[Passage shown]

STRANGLED CRIES
A profile of poet Julius Balbin
The apartment of Doctor Julius Balbin on the Upper West
Side of Manhattan is filled with books.
Looking at their titles, one can comprehend the
life of poet Julius Balbin, year after year.
Julian, Tuvim and Boleslaw Prust in Polish (Julius' native
tongue); Shalom Aleichem in Yiddish (his mother's tongue); poetry
and novels in Russian, French, German, Italian and Spanish, and
books in Esperanto - the international language invented by a
Polish Jew, Doctor Lazar Zamenhof.
Of all the languages, Esperanto is especially close to
Julius' heart, and though he's fluent in many languages (he's
Professor of English at Essex Community College in Newark, New
Jersey), Julius speaks from his heart in Esperanto. When I ask
him why he chooses Esperanto above all other languages in the
world, he answers, reciting from one of his poem from his book, Strangled
Cries:
"Why do I write poems in Esperanto...
A language wrought by a man, empty of world
prestige,
Which conquered neither a land nor a people?
I do persist in expressing in this language
The song of my heartbeat.
For even if the edge
Of its sword is not sharp enough to rule the
world
It is incomparable as the medium: euphonious,
Designed by a genius, and so flexible as to
open
And perhaps conquer human hearts."
Julius Balbin strongly
believes in the poetic power of Esperanto. This poem, along with
many others, was published in 1981 as a chapbook by
Cross-Cultural Communications, Merrick, New York. The original
Esperanto text is accompanied by an English translation by Charlz
Rizutto of New York City.
Charlz and Julius became friends, united by their comon
passion which cannot be divided even by the frontiers of
language. Strangled Cries is one of a series of
chapbooks featuring bilingual texts.
In a recent interview in his Manhattan apartment, Julius
Balbin, survivor of four concentration camps, three in Poland and
one in Austria, speaks out about art, love, passion and the
instinct ti survive. Balbin survived Mauthausen, Plaszow,
Wieliczka and Linz.
"I am fond of New York City", he says, looking
out of his West End Avenue window, "and do you know why?
Because it does not belong to any one ethnic group or
nationality. There are so many people from so many different
lands in Manhattan that it reminds me of a new Noah's arc sent by
humankind into the future."
"I don't know
why," he says "that Henry Hudson thought he was
mistaken when he found the Hudson River - thought he was so far
from India and Japan, which he was looking for - because in my
mind, this broad river runs through time and begins someplace
near my native Cracow, in Poland."
Julius always returns to his youth, to his Poland where
"even the stones speak Yiddish." Poland where almost
all the Jews were exterminated by the Nazis and the rest were
forced to leave.

[What the task asks]
For each statement below, state whether it agrees with the profile of Julius Balbin above. Answer yes or no, and quote the words of the profile that decide it.
1. Balbin teaches English at a community college in New Jersey.
2. Strangled Cries was published as a chapbook in 1975.
3. Balbin survived five concentration camps.

[Information shown]
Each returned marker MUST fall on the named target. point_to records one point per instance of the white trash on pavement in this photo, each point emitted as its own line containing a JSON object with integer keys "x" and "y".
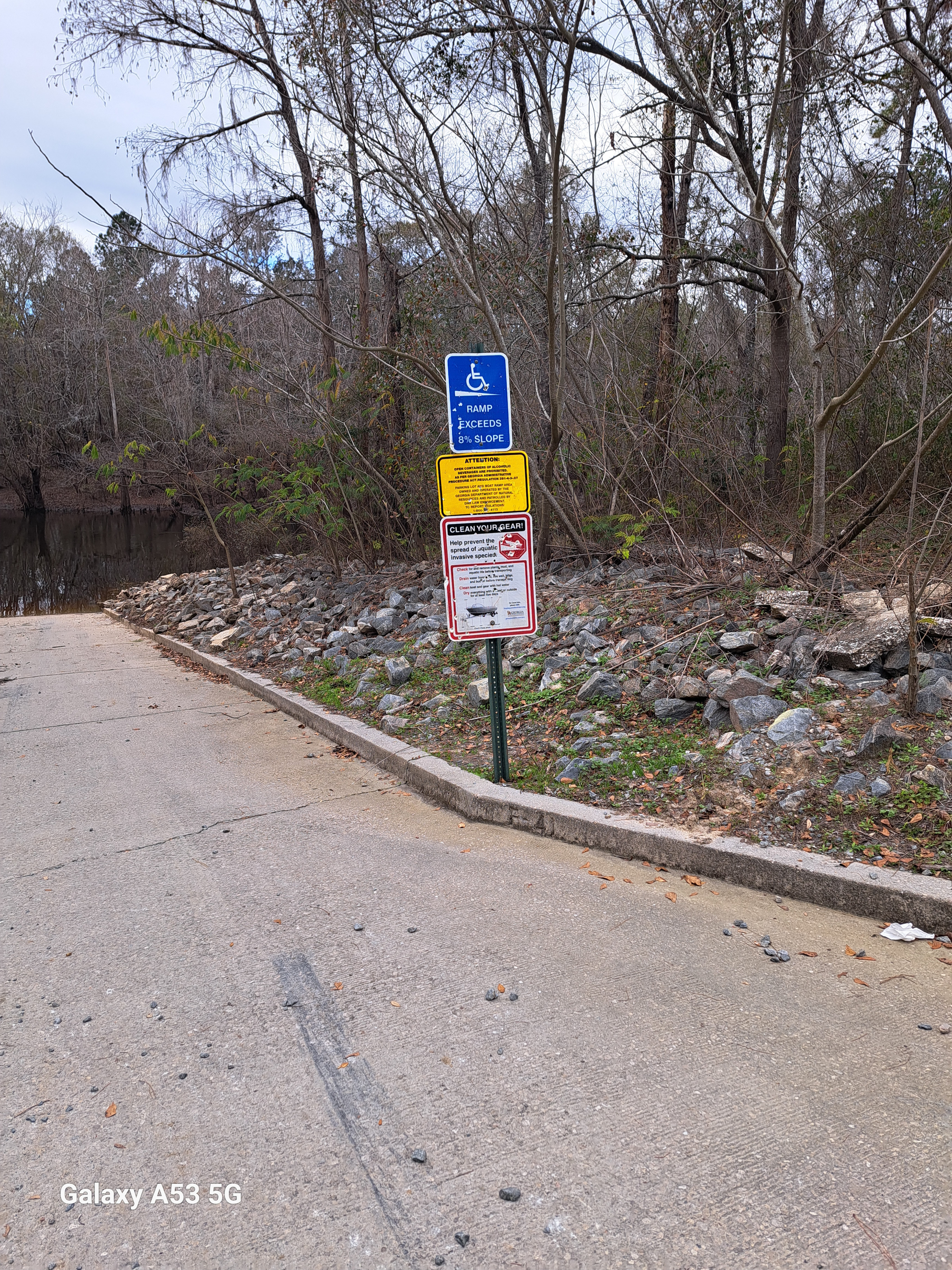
{"x": 906, "y": 931}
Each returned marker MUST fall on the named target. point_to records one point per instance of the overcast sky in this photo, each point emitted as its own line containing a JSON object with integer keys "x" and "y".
{"x": 84, "y": 135}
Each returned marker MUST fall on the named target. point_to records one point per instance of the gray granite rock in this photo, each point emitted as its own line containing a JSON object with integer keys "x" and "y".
{"x": 739, "y": 642}
{"x": 791, "y": 727}
{"x": 588, "y": 643}
{"x": 749, "y": 713}
{"x": 601, "y": 685}
{"x": 933, "y": 700}
{"x": 688, "y": 687}
{"x": 850, "y": 783}
{"x": 715, "y": 715}
{"x": 673, "y": 708}
{"x": 743, "y": 684}
{"x": 390, "y": 703}
{"x": 478, "y": 693}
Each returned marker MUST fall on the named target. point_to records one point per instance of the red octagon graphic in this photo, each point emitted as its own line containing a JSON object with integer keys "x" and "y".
{"x": 512, "y": 547}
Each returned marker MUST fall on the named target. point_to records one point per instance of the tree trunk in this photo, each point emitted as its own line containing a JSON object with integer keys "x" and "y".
{"x": 888, "y": 268}
{"x": 35, "y": 502}
{"x": 309, "y": 195}
{"x": 363, "y": 281}
{"x": 668, "y": 305}
{"x": 913, "y": 690}
{"x": 125, "y": 501}
{"x": 802, "y": 42}
{"x": 394, "y": 413}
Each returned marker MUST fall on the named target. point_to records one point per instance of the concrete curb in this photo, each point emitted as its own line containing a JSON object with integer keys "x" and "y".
{"x": 860, "y": 890}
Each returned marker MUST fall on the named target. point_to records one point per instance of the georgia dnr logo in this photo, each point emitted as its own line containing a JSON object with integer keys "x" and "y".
{"x": 512, "y": 547}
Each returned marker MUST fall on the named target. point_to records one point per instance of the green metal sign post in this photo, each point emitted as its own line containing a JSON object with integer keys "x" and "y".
{"x": 497, "y": 711}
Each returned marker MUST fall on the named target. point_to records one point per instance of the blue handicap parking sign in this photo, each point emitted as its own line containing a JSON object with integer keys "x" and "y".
{"x": 478, "y": 396}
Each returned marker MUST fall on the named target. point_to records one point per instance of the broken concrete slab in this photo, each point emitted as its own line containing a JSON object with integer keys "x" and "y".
{"x": 859, "y": 644}
{"x": 742, "y": 684}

[Exercise solution]
1. Yes: "he's Professor of English at Essex Community College in Newark, New Jersey"
2. No: "was published in 1981 as a chapbook by Cross-Cultural Communications, Merrick, New York"
3. No: "survivor of four concentration camps, three in Poland and one in Austria"